Your instructions: Beginning with the opening line of the entries, return every line through the one containing "box: [263, 0, 276, 22]", both included, and nothing else. Omit pictures.

Listed entries:
────────

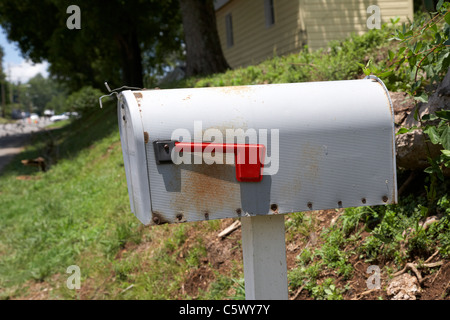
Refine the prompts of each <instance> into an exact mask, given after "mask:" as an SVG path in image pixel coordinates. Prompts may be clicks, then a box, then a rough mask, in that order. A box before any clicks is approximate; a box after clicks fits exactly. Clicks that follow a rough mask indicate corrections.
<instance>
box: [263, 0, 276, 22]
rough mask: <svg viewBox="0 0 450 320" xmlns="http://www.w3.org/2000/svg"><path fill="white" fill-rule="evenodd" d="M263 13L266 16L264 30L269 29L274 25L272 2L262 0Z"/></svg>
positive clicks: (272, 7) (273, 12)
mask: <svg viewBox="0 0 450 320" xmlns="http://www.w3.org/2000/svg"><path fill="white" fill-rule="evenodd" d="M264 11H265V14H266V28H269V27H271V26H273V25H274V24H275V12H274V8H273V0H264Z"/></svg>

────────

Problem solution:
Refine the prompts of each <instance> into an exact mask, given after "mask:" as an SVG path in image pixel coordinates. Prompts may be clicks, then a box, then a rough mask, in that order. A box before any clicks is approximate; a box after clicks fits exactly. Clicks that follow a rough mask indicate corrections.
<instance>
box: [263, 0, 276, 22]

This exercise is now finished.